--- begin ---
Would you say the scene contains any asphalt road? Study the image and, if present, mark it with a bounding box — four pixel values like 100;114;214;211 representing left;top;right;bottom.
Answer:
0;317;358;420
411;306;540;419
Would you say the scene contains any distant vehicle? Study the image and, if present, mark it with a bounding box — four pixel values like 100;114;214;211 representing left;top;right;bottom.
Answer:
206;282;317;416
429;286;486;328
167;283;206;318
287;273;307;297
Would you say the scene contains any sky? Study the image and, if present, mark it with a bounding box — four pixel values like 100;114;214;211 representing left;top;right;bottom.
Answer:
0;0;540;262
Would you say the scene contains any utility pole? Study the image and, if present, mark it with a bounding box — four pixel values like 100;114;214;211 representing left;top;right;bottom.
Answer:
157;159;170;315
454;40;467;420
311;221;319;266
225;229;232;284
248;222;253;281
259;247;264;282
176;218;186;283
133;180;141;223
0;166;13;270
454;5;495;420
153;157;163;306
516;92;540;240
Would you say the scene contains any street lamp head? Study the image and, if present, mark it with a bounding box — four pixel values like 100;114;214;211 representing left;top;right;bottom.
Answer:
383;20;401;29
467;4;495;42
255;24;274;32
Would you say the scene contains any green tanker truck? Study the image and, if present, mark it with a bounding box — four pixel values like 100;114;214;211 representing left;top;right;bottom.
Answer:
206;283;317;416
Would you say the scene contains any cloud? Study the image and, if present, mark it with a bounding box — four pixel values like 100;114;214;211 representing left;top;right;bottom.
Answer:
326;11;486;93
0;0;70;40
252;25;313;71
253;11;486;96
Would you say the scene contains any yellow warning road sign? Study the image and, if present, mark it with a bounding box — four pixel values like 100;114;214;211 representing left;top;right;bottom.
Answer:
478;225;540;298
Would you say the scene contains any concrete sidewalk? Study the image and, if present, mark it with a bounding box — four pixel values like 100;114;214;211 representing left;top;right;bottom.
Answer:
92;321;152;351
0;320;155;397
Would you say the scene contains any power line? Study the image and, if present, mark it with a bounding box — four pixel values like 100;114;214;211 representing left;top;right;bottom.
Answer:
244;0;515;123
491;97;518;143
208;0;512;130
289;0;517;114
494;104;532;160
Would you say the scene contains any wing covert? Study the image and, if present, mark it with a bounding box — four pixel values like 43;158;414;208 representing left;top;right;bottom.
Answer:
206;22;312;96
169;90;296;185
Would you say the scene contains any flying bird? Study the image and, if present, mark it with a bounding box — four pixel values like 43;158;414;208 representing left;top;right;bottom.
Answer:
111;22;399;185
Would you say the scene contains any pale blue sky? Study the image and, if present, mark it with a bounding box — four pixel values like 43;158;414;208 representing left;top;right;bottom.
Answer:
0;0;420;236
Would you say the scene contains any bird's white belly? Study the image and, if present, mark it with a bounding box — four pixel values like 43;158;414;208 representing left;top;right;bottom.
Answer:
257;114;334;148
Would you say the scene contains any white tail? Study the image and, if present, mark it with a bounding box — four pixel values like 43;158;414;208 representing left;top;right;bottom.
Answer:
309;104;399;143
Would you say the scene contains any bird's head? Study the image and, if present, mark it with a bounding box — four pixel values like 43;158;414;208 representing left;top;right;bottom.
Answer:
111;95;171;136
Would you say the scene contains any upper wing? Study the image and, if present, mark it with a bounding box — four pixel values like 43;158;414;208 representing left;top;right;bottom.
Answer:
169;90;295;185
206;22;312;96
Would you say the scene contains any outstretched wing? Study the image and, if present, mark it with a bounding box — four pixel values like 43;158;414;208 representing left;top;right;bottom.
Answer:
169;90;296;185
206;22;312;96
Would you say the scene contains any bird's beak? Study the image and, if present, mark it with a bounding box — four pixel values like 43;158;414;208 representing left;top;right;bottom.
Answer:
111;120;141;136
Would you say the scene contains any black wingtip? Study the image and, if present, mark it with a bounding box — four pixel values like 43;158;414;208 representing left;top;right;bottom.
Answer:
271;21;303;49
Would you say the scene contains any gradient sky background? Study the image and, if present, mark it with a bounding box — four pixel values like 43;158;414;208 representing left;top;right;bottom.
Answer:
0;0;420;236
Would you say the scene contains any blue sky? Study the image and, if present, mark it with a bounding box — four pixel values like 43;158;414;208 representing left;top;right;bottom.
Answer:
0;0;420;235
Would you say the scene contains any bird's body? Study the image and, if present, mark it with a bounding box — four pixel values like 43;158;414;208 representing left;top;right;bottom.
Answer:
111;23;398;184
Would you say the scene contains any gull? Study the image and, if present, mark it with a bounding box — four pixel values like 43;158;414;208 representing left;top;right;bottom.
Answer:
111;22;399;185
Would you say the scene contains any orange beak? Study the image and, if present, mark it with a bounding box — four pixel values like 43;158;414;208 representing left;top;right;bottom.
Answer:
--- end ---
* [Required task] Copy the material from the line containing "Would you say the scene contains any orange" through its end, inclusive, replacing "beak" with "bill" and leaving everything else unchanged.

* [Solved problem]
Would you say the scene contains any orange bill? Study the image and, if present, mark it with a bounding box — four pixel values like 43;158;414;208 representing left;top;right;bottom.
Answer:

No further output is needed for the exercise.